• TEXTE CITÉ
Condition de brevetabilité : l’invention

LA CONDITION DE LA BREVETABILITÉ  : UNE INVENTION

  Les lois de brevet ne donnent pas de définition positive de la notion d’invention. C’est à la fois l’action d’inventer et en même temps le procédé qui résulte de cette opération. On retrouve ces deux notions dans l’invention de brevet. L’invention qui mérite d’être protégé est celle qui résulte d’une démarche intellectuelle suffisante créant des effets dans la société.
 

Les conditions de la brevetabilité sont posées à l’article L611-10 du CPI. « Sont brevetables, les inventions nouvelles impliquant une activité inventive et susceptible d’application industrielle »

L’article 52 § 1 de la Code des Brevets Européen reprend ces conditions à l’identique.

 

Il y a quatre conditions :

  • 1)         une invention (étudié ici) 
  • 2)         susceptible d’application industrielle   
  • 3)         nouvelle      
  •  4) impliquant une activité inventive.

 

Le Cours complet de droit de la propriété intellectuelle  est divisé en plusieurs fiches :

 

Nous évoquerons ici  l’exigence de la condition d’invention.

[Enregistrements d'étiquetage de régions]
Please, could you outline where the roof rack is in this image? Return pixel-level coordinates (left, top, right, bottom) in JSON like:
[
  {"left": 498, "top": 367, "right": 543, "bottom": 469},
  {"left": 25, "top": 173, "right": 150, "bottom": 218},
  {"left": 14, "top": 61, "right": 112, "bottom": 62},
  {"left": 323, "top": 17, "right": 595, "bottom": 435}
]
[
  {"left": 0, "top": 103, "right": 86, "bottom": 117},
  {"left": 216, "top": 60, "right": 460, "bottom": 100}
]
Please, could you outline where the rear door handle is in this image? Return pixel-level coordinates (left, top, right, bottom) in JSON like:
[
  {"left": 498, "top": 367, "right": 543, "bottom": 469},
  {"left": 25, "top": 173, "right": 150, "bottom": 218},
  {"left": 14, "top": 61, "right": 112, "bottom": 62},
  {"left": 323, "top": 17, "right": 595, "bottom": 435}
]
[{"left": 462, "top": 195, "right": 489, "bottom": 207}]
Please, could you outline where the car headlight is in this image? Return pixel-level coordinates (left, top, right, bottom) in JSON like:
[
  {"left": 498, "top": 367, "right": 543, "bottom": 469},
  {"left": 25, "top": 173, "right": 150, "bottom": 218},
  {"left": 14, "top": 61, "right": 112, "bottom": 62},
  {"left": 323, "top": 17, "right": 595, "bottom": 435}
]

• CONSIGNE 1
Énumérez toutes les conditions de brevetabilité que présente la liste numérotée du texte sur la brevetabilité.
• CONSIGNE 2
Recopiez fidèlement le passage du texte sur la brevetabilité qui va de « Condition de brevetabilité » à « conditions à l’identique. », ces deux extrémités comprises.
Ces entrées forment un ensemble indépendant du texte sur la brevetabilité.

• RÉPONSE 1
1) une invention
2) susceptible d'application industrielle
3) nouvelle
4) impliquant une activité inventive

• RÉPONSE 2
Condition de brevetabilité : l’invention

LA CONDITION DE LA BREVETABILITÉ  : UNE INVENTION

  Les lois de brevet ne donnent pas de définition positive de la notion d’invention. C’est à la fois l’action d’inventer et en même temps le procédé qui résulte de cette opération. On retrouve ces deux notions dans l’invention de brevet. L’invention qui mérite d’être protégé est celle qui résulte d’une démarche intellectuelle suffisante créant des effets dans la société.
 

Les conditions de la brevetabilité sont posées à l’article L611-10 du CPI. « Sont brevetables, les inventions nouvelles impliquant une activité inventive et susceptible d’application industrielle »

L’article 52 § 1 de la Code des Brevets Européen reprend ces conditions à l’identique.